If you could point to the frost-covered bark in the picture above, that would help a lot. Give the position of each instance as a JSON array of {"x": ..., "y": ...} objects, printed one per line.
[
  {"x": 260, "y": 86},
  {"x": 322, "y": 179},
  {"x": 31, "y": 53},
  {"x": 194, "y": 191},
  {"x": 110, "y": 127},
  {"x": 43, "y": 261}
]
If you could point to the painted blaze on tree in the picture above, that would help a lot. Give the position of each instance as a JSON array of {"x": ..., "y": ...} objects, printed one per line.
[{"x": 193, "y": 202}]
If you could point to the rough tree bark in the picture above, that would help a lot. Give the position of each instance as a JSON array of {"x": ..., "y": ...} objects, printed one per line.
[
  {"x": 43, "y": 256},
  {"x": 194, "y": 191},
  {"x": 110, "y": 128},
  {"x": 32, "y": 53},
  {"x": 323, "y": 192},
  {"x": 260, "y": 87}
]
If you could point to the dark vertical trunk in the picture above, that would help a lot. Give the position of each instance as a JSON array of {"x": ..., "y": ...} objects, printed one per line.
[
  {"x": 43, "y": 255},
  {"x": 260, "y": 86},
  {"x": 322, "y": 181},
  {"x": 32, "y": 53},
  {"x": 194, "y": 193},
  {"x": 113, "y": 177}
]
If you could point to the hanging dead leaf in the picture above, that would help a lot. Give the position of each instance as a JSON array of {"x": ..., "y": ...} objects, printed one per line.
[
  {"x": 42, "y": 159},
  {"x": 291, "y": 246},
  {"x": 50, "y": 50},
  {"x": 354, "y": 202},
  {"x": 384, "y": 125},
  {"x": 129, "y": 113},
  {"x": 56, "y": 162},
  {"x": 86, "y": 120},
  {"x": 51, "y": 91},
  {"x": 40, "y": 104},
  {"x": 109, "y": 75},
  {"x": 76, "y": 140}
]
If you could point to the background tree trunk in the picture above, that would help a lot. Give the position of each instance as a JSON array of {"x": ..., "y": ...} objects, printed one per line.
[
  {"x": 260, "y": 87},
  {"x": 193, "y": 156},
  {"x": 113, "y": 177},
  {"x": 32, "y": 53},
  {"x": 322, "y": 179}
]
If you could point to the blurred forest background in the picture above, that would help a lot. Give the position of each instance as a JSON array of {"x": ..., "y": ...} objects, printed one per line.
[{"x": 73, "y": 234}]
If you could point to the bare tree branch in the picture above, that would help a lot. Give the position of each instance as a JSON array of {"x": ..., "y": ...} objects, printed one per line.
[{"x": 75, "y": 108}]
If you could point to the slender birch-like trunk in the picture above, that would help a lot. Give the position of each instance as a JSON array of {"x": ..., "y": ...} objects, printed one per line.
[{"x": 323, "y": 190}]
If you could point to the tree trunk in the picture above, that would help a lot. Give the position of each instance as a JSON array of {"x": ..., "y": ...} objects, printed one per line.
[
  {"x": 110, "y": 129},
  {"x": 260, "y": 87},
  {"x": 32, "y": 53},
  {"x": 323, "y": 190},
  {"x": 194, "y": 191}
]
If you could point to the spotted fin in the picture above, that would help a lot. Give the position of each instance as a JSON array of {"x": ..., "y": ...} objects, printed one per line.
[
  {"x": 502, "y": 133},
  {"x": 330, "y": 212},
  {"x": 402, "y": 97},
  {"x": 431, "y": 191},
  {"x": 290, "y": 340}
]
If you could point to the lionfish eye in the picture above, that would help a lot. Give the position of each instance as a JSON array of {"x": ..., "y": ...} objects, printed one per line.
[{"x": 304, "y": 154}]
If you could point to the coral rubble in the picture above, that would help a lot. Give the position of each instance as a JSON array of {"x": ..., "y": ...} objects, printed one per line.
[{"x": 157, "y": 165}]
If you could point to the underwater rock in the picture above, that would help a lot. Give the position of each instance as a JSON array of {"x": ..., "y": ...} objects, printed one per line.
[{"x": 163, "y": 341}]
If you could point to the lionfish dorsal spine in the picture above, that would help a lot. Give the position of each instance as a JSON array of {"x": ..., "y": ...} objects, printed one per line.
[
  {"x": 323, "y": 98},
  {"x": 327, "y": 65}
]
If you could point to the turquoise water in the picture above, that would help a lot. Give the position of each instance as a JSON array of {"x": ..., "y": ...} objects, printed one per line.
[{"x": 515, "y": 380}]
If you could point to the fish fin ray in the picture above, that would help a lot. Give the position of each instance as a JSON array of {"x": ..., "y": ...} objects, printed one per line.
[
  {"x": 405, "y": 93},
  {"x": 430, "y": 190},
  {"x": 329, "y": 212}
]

- AIM OF THE EXERCISE:
Lay out every line of the items above as a Markdown table with two columns, Row and Line, numbering each row in sequence and omitting any blank lines.

- TASK RESULT:
| Row | Line |
|---|---|
| 1 | If you could point to the frost-covered bark in the picture above, that would help a lot. Give the position of each instance as a JSON array of {"x": ..., "y": ...} objects, printed one per line. |
| 2 | [ |
| 3 |   {"x": 260, "y": 86}, |
| 4 |   {"x": 322, "y": 179}, |
| 5 |   {"x": 31, "y": 53}, |
| 6 |   {"x": 194, "y": 191}, |
| 7 |   {"x": 110, "y": 127}, |
| 8 |   {"x": 43, "y": 261} |
| 9 | ] |
| 10 | If you could point to the painted blaze on tree in the picture above, that would help a lot. Give the position of each instance as a JSON array of {"x": ..., "y": ...} objects, printed one per line. |
| 11 | [{"x": 193, "y": 202}] |
| 12 | If you could point to the rough tree bark in the picture above, that would help a lot. Give the position of each instance as a JSON array of {"x": ..., "y": ...} objects, printed one per line. |
| 13 | [ |
| 14 |   {"x": 43, "y": 256}, |
| 15 |   {"x": 194, "y": 191}, |
| 16 |   {"x": 110, "y": 128}, |
| 17 |   {"x": 32, "y": 53}, |
| 18 |   {"x": 323, "y": 192}, |
| 19 |   {"x": 260, "y": 87} |
| 20 | ] |
| 21 | If you could point to the dark vertical trunk in the picture above, that would help a lot. Give the position of each instance as a JSON array of {"x": ..., "y": ...} objects, printed one per line. |
| 22 | [ |
| 23 |   {"x": 43, "y": 255}, |
| 24 |   {"x": 260, "y": 86}, |
| 25 |   {"x": 322, "y": 181}, |
| 26 |   {"x": 32, "y": 53}, |
| 27 |   {"x": 194, "y": 193}, |
| 28 |   {"x": 113, "y": 177} |
| 29 | ] |
| 30 | If you could point to the hanging dead leaf in the picture above, that would help a lot. Give the position of each instance as a JSON array of {"x": ..., "y": ...} objects, printed one per line. |
| 31 | [ |
| 32 |   {"x": 42, "y": 159}, |
| 33 |   {"x": 291, "y": 246}, |
| 34 |   {"x": 50, "y": 50}, |
| 35 |   {"x": 354, "y": 202}, |
| 36 |   {"x": 384, "y": 125}, |
| 37 |   {"x": 129, "y": 113}, |
| 38 |   {"x": 56, "y": 162}, |
| 39 |   {"x": 86, "y": 120}, |
| 40 |   {"x": 51, "y": 91}, |
| 41 |   {"x": 40, "y": 104}, |
| 42 |   {"x": 109, "y": 75}, |
| 43 |   {"x": 76, "y": 140} |
| 44 | ] |
| 45 | If you could point to the background tree trunk in the picture above, that would help a lot. Give the position of each instance as a JSON array of {"x": ..., "y": ...} objects, printed one per line. |
| 46 | [ |
| 47 |   {"x": 260, "y": 87}, |
| 48 |   {"x": 193, "y": 156}, |
| 49 |   {"x": 113, "y": 177}, |
| 50 |   {"x": 32, "y": 53}, |
| 51 |   {"x": 322, "y": 179} |
| 52 | ] |
| 53 | If you could point to the blurred forest background in the picture above, that would help a lot. Give the position of each instance as a JSON array of {"x": ..., "y": ...} objects, printed one per line. |
| 54 | [{"x": 73, "y": 234}] |
| 55 | If you could point to the bare tree branch in the picture above, that would help a lot. Give the position of each instance as a JSON array of {"x": ..., "y": ...} objects, printed one per line. |
| 56 | [{"x": 75, "y": 108}] |
| 57 | If you could point to the slender birch-like trunk in the picture above, that would help a lot. Give the position of each instance as a JSON array of {"x": ..., "y": ...} objects, printed one per line. |
| 58 | [{"x": 323, "y": 190}] |
| 59 | If you could point to the tree trunk in the picture above, that would help a lot. Give the position of each instance as a JSON array of {"x": ..., "y": ...} objects, printed one per line. |
| 60 | [ |
| 61 |   {"x": 110, "y": 129}, |
| 62 |   {"x": 260, "y": 87}, |
| 63 |   {"x": 32, "y": 53}, |
| 64 |   {"x": 323, "y": 190}, |
| 65 |   {"x": 194, "y": 191} |
| 66 | ] |
| 67 | If you could point to the spotted fin in the picture above, that would help a lot. Give the position of each instance as a JSON array of {"x": ..., "y": ...} objects, printed one per line. |
| 68 | [ |
| 69 |   {"x": 502, "y": 133}, |
| 70 |   {"x": 330, "y": 212}, |
| 71 |   {"x": 402, "y": 97}, |
| 72 |   {"x": 431, "y": 191}, |
| 73 |   {"x": 290, "y": 340} |
| 74 | ] |
| 75 | If you could point to the lionfish eye in the picture above, that would help a lot. Give the position of each instance as a JSON array of {"x": ..., "y": ...} objects, printed one per line. |
| 76 | [{"x": 304, "y": 154}] |
| 77 | If you could point to the coral rubble in the picture above, that would help a lot. Give the position of each instance as a JSON array of {"x": ..., "y": ...} objects, printed one per line. |
| 78 | [{"x": 157, "y": 165}] |
| 79 | If you could point to the underwater rock in the picture above, that would help a lot. Give the position of each instance as a JSON array of {"x": ..., "y": ...} objects, printed one per line. |
| 80 | [{"x": 163, "y": 341}] |
| 81 | If you could point to the lionfish dorsal spine in the picture above, that would help a lot. Give the position of each instance as a JSON array of {"x": ..., "y": ...} objects, printed one per line. |
| 82 | [ |
| 83 |   {"x": 323, "y": 98}, |
| 84 |   {"x": 327, "y": 65} |
| 85 | ] |
| 86 | If you could point to the turquoise water in the picture above, that would help a lot. Give the position of each instance as a JSON array of {"x": ..., "y": ...} objects, printed one per line. |
| 87 | [{"x": 515, "y": 380}] |
| 88 | If you could point to the fish fin ray in the picture above, that would help a lot. Give the position of each instance as a JSON array of {"x": ..., "y": ...} objects, printed one per line. |
| 89 | [ |
| 90 |   {"x": 405, "y": 93}, |
| 91 |   {"x": 430, "y": 190}, |
| 92 |   {"x": 329, "y": 212} |
| 93 | ] |